EXERCISE PROMPT:
Beginning with the line containing "Query: e-reader black bezel" and ending at the last line of the records, transcribe each line exactly. Do not include pictures.

───── INPUT DATA ─────

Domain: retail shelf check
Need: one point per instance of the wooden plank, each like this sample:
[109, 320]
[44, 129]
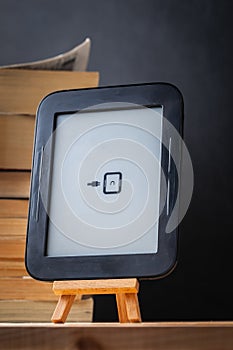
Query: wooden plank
[85, 287]
[82, 336]
[14, 184]
[41, 311]
[22, 90]
[25, 289]
[128, 307]
[62, 309]
[13, 227]
[12, 268]
[12, 247]
[13, 208]
[16, 141]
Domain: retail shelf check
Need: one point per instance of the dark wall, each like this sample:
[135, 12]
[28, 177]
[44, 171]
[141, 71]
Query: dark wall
[187, 43]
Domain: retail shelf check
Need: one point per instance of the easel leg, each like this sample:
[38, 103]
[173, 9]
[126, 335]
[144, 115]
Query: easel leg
[128, 307]
[63, 308]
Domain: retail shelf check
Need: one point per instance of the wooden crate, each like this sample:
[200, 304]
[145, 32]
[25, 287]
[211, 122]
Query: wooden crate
[22, 298]
[24, 302]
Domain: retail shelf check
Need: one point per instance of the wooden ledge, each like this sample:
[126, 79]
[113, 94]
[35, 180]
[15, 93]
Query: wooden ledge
[181, 324]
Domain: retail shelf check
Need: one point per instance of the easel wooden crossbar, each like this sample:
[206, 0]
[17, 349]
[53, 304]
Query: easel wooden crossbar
[126, 291]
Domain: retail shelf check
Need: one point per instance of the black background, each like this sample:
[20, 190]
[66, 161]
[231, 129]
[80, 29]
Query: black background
[189, 44]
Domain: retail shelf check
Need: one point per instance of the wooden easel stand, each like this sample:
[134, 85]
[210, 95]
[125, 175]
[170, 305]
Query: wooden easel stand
[126, 291]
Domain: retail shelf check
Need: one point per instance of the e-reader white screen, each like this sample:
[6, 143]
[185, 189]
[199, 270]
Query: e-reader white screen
[105, 183]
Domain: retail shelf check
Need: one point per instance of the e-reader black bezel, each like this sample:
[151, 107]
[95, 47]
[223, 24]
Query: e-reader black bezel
[48, 268]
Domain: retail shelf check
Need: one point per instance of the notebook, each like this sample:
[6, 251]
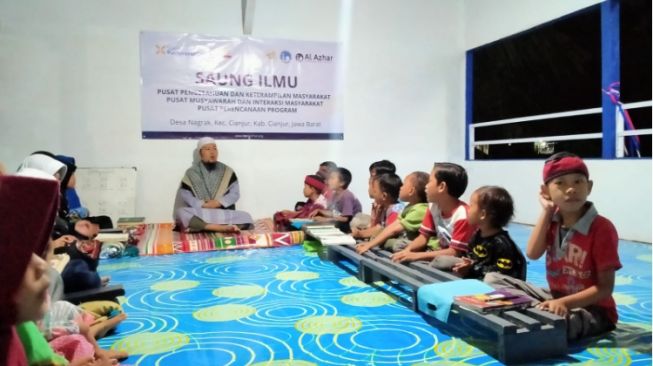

─────

EXPECTED ANSWER:
Query: e-reader black bezel
[48, 268]
Domain: retail shelf check
Need: one point per instance of the notebook, each like this sample:
[6, 251]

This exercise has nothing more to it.